Data extract —
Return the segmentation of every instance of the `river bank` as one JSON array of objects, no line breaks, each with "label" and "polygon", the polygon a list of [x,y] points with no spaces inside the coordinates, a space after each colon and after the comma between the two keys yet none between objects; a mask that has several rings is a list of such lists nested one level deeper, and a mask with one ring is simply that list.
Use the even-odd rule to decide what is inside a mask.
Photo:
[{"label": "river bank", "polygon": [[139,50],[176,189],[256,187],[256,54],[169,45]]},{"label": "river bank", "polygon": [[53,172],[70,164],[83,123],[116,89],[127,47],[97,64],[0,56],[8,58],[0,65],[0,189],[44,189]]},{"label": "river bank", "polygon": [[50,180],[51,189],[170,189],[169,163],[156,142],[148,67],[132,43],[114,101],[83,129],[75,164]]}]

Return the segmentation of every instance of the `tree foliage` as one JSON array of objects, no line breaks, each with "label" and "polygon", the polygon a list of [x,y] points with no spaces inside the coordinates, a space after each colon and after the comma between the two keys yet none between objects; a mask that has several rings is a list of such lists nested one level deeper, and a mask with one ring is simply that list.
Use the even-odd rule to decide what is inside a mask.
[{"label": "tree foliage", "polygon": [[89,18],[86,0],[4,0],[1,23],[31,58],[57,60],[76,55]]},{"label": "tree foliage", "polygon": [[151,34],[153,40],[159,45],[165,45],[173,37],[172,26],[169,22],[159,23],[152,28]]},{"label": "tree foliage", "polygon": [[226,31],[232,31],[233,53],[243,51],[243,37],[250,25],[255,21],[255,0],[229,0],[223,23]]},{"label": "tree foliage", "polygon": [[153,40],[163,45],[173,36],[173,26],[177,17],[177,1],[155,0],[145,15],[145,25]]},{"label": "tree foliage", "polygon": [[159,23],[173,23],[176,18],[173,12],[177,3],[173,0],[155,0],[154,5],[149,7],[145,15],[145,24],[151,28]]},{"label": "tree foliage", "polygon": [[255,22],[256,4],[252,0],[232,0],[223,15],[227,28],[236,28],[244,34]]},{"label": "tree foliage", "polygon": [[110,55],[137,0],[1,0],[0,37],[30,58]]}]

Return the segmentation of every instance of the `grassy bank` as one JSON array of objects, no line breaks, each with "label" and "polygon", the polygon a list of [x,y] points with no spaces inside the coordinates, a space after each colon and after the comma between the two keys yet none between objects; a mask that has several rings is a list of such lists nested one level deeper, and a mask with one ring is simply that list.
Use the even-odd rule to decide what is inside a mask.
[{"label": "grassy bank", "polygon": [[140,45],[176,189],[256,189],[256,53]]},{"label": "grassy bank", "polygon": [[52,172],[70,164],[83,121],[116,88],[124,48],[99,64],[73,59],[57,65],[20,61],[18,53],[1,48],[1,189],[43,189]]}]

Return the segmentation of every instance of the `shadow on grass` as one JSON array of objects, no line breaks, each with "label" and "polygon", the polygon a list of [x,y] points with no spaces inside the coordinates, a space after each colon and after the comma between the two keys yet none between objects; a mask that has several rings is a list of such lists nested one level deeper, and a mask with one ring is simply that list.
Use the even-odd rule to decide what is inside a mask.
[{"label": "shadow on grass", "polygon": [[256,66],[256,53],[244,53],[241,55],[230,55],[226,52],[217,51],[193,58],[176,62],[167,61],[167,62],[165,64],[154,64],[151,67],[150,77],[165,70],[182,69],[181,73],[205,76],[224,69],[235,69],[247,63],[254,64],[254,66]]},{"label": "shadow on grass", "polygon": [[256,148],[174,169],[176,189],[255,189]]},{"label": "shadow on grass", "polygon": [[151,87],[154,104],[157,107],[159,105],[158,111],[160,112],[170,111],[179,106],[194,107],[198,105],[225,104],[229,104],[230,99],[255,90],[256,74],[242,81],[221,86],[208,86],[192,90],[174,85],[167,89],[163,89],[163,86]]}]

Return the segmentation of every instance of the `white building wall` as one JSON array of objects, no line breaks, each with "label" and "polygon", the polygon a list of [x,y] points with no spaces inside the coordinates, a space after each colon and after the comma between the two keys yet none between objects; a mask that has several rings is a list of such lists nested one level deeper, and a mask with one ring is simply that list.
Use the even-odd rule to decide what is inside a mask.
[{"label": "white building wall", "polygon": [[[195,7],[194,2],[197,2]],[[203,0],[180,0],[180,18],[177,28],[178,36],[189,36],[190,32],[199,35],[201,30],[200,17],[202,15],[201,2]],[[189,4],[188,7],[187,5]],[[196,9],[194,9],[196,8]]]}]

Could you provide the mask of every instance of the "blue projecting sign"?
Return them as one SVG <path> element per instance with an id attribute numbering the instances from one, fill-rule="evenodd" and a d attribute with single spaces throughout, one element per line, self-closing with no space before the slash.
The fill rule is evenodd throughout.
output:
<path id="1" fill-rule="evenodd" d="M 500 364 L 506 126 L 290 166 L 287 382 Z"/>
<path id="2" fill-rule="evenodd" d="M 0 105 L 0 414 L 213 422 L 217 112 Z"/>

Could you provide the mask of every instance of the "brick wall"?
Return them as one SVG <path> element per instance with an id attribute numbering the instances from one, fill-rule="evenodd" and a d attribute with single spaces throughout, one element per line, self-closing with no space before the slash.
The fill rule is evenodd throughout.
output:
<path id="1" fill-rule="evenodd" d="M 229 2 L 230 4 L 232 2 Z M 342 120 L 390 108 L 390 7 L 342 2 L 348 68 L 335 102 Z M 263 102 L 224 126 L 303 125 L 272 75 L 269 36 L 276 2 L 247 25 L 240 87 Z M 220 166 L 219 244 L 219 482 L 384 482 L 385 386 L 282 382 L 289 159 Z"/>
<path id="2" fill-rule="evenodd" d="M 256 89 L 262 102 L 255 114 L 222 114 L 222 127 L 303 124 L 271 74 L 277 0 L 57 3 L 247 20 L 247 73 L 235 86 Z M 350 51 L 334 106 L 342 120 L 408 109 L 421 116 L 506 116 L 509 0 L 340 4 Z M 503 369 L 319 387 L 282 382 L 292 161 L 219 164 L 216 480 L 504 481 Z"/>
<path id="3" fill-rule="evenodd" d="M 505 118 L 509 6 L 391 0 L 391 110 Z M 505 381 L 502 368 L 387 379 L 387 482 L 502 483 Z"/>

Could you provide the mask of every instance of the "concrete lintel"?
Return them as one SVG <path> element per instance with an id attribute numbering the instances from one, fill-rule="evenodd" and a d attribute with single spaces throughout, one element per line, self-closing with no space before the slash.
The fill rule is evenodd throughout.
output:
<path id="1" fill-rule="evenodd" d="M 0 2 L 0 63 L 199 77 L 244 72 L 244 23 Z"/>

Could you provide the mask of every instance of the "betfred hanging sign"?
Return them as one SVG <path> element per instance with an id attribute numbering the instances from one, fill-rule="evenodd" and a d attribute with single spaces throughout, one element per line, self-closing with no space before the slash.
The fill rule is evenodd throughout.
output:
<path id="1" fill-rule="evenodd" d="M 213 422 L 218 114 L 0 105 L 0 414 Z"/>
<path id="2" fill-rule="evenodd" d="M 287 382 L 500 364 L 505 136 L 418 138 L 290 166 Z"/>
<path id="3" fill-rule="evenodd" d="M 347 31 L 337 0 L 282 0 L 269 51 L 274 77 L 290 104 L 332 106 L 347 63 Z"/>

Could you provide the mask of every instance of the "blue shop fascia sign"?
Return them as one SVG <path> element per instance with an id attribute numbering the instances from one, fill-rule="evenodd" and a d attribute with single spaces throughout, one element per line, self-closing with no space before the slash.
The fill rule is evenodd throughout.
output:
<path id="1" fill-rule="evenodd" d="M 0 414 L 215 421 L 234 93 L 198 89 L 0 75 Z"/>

Instructions to follow —
Write out the whole listing again, exactly as it stands.

Exercise response —
Return the segmentation of every instance of the `river bank` as one JSON array of objects, no line breaks, each with "label" and "polygon", the polygon a list of [x,y] points with no spaces inside the coordinates, a space after each colon and after the comma between the two keys yet none between objects; a mask that has several rings is a list of such lists nested one level deeper, and a mask with one ring is simply that list.
Use the even-odd rule to decide what is inside a mask.
Photo:
[{"label": "river bank", "polygon": [[139,50],[176,189],[256,187],[256,54],[169,45]]},{"label": "river bank", "polygon": [[53,172],[70,164],[83,123],[116,89],[127,47],[97,64],[0,56],[8,58],[0,65],[0,189],[44,189]]},{"label": "river bank", "polygon": [[50,180],[51,189],[170,189],[169,163],[156,142],[148,67],[132,43],[114,101],[83,129],[75,164]]}]

Return the segmentation of every instance of the `tree foliage` as one JSON array of objects, no line breaks, each with "label" and "polygon", the polygon a list of [x,y] points with no spaces inside the coordinates, a space after each colon and after the comma between the two keys yet none between objects; a mask that has several rings is a list of such lists nested one level deeper, and a mask with one ring is simply that list.
Use the even-odd rule to decide what is inside a mask.
[{"label": "tree foliage", "polygon": [[89,18],[86,0],[4,0],[1,23],[31,58],[57,60],[76,55]]},{"label": "tree foliage", "polygon": [[151,34],[153,40],[159,45],[165,45],[173,37],[172,26],[169,22],[159,23],[152,28]]},{"label": "tree foliage", "polygon": [[226,31],[232,31],[233,53],[243,51],[243,37],[250,25],[255,21],[255,0],[229,0],[223,23]]},{"label": "tree foliage", "polygon": [[153,40],[163,45],[173,36],[173,26],[177,17],[177,1],[155,0],[145,15],[145,25]]},{"label": "tree foliage", "polygon": [[159,23],[173,23],[176,18],[173,12],[177,3],[173,0],[155,0],[154,5],[149,7],[145,15],[145,24],[151,28]]},{"label": "tree foliage", "polygon": [[255,22],[256,4],[252,0],[232,0],[223,15],[227,28],[236,28],[244,34]]},{"label": "tree foliage", "polygon": [[110,55],[137,0],[1,0],[0,37],[30,58]]}]

Return the segmentation of every instance of the `grassy bank` as one JSON array of objects, no line breaks, each with "label" and "polygon", the polygon a list of [x,y] points with no spaces inside the coordinates, a space after each colon and after the comma between the two keys yet none between objects; a mask that has several rings is a list of such lists nested one level deeper, and a mask with one ring is simply that list.
Use the even-odd rule to decide what is inside a mask.
[{"label": "grassy bank", "polygon": [[140,45],[176,189],[256,189],[256,53]]},{"label": "grassy bank", "polygon": [[52,172],[70,164],[83,121],[116,88],[124,48],[99,64],[73,59],[57,65],[20,61],[18,53],[1,48],[1,189],[43,189]]}]

Return the segmentation of every instance of the `shadow on grass` as one JSON array of objects, no line breaks, each with "label" and "polygon", the polygon a list of [x,y] points with no spaces inside the coordinates, a space after each colon and after the comma between the two keys yet none between objects; a mask that has several rings is a list of such lists nested one level deeper, and a mask with one ring is simply that list.
Use the even-odd rule to decide what is inside a mask.
[{"label": "shadow on grass", "polygon": [[256,66],[256,53],[244,53],[241,55],[230,55],[226,52],[217,51],[193,58],[176,62],[167,61],[167,62],[165,64],[154,64],[151,67],[150,77],[165,70],[182,69],[181,73],[205,76],[224,69],[235,69],[247,63],[254,64],[254,66]]},{"label": "shadow on grass", "polygon": [[256,148],[174,169],[176,189],[255,189]]},{"label": "shadow on grass", "polygon": [[151,87],[154,104],[157,107],[159,105],[158,111],[160,112],[170,111],[179,106],[194,107],[198,105],[225,104],[229,104],[230,99],[255,90],[256,74],[242,81],[221,86],[208,86],[192,90],[174,85],[167,89],[163,89],[163,86]]}]

Return the segmentation of every instance of the `white building wall` as one JSON array of objects, no line breaks, each with "label" and "polygon", the polygon a list of [x,y] points with no spaces inside the coordinates, a space after each colon and after the comma between the two keys yet none between objects; a mask that has several rings is a list of such lists nested one level deeper, and a mask with one ring is simply that list.
Use the even-odd rule to decide what is inside a mask.
[{"label": "white building wall", "polygon": [[[195,7],[194,2],[197,2]],[[203,0],[180,0],[180,18],[177,28],[178,36],[189,36],[190,32],[199,35],[201,30],[200,17],[202,15],[201,2]],[[189,4],[188,7],[187,5]],[[196,9],[194,9],[196,8]]]}]

Could you provide the mask of every instance of the "blue projecting sign"?
Return them as one SVG <path> element per instance with an id attribute numbering the instances from one, fill-rule="evenodd" and a d attribute with single spaces throughout, one element per line, self-closing with no space before the slash.
The fill rule is evenodd throughout.
output:
<path id="1" fill-rule="evenodd" d="M 500 364 L 506 126 L 290 166 L 287 382 Z"/>
<path id="2" fill-rule="evenodd" d="M 0 105 L 0 414 L 213 422 L 217 112 Z"/>

Could you provide the mask of every instance of the "brick wall"?
Return them as one SVG <path> element per instance with an id attribute numbering the instances from one, fill-rule="evenodd" and a d attribute with single spaces throughout, one element per line, self-closing with no space before the slash.
The fill rule is evenodd throughout.
output:
<path id="1" fill-rule="evenodd" d="M 229 2 L 230 4 L 232 2 Z M 342 120 L 390 108 L 390 7 L 342 2 L 348 68 L 335 102 Z M 263 102 L 224 126 L 303 125 L 272 75 L 269 36 L 276 2 L 247 25 L 240 87 Z M 220 166 L 219 244 L 219 482 L 384 482 L 385 386 L 282 382 L 289 159 Z"/>
<path id="2" fill-rule="evenodd" d="M 256 89 L 262 102 L 255 114 L 222 114 L 222 127 L 303 124 L 271 74 L 277 0 L 57 3 L 247 20 L 247 73 L 235 86 Z M 350 51 L 334 106 L 342 120 L 408 109 L 421 116 L 506 116 L 509 0 L 340 4 Z M 503 369 L 319 387 L 282 382 L 292 161 L 219 164 L 216 480 L 504 481 Z"/>
<path id="3" fill-rule="evenodd" d="M 505 118 L 509 6 L 391 0 L 391 110 Z M 505 381 L 502 368 L 387 379 L 387 482 L 502 483 Z"/>

Could you provide the mask of every instance of the "concrete lintel"?
Return them as one SVG <path> element per instance with an id attribute numbering the instances from one, fill-rule="evenodd" and a d attribute with single spaces throughout, one element per line, self-closing with no space before the slash.
The fill rule is evenodd throughout.
output:
<path id="1" fill-rule="evenodd" d="M 0 2 L 0 63 L 199 77 L 244 72 L 244 23 Z"/>

Could you provide the mask of every instance of the "betfred hanging sign"?
Return them as one SVG <path> element per instance with an id attribute numbering the instances from one, fill-rule="evenodd" and a d attribute with single spaces throughout, one element per line, self-closing with no space before the slash.
The fill rule is evenodd throughout.
output:
<path id="1" fill-rule="evenodd" d="M 213 422 L 218 114 L 0 105 L 0 414 Z"/>
<path id="2" fill-rule="evenodd" d="M 287 382 L 500 364 L 505 136 L 418 138 L 290 166 Z"/>
<path id="3" fill-rule="evenodd" d="M 347 31 L 337 0 L 282 0 L 269 51 L 274 77 L 290 104 L 332 106 L 347 63 Z"/>

Could you provide the mask of every instance of the "blue shop fascia sign"?
Return them as one SVG <path> element per instance with an id attribute numbering the instances from one, fill-rule="evenodd" and a d attribute with single spaces throughout, one element per line, self-closing with no space before the slash.
The fill rule is evenodd throughout.
output:
<path id="1" fill-rule="evenodd" d="M 0 414 L 215 421 L 234 93 L 198 89 L 0 75 Z"/>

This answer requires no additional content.